What to work on:
Repeat the data in full. Every line must match.

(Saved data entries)
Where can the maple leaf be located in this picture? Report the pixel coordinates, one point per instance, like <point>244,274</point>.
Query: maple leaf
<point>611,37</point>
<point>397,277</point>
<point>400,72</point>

Problem solution:
Where can the maple leaf be located in this picture? Report the pixel coordinates, one point per instance, like <point>244,274</point>.
Query: maple leaf
<point>611,37</point>
<point>397,277</point>
<point>400,72</point>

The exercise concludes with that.